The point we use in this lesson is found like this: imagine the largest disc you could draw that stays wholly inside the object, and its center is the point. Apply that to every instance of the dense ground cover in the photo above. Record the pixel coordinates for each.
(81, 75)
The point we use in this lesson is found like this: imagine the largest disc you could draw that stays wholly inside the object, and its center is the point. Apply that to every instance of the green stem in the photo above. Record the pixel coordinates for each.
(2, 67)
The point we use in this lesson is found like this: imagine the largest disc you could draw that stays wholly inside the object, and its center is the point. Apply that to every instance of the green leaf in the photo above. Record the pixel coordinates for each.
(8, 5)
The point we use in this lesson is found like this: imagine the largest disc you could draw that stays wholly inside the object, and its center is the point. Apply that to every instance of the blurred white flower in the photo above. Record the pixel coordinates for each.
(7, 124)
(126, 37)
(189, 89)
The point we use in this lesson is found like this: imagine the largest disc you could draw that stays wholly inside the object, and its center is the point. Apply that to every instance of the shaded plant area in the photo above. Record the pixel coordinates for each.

▶ Task requirements:
Retype exactly, please, each line from the line that contains "of the blurred" through the last line of the entries above, with nothing added.

▶ Solution to this task:
The point we use in this lesson is found like this: imagine the largest disc you could draw that stays wholly inside the object, and its center is the point. Apply that to every instance of the blurred white flower in the photo above. Record the pixel coordinates for each.
(7, 124)
(126, 37)
(189, 89)
The point we use in this lesson is found like this: imagine the largest disc you could draw that stays wholly inside the object, and its center is the point. Apply that to every instance of the shaded plant area in the photo above. Record the pixel coordinates for each.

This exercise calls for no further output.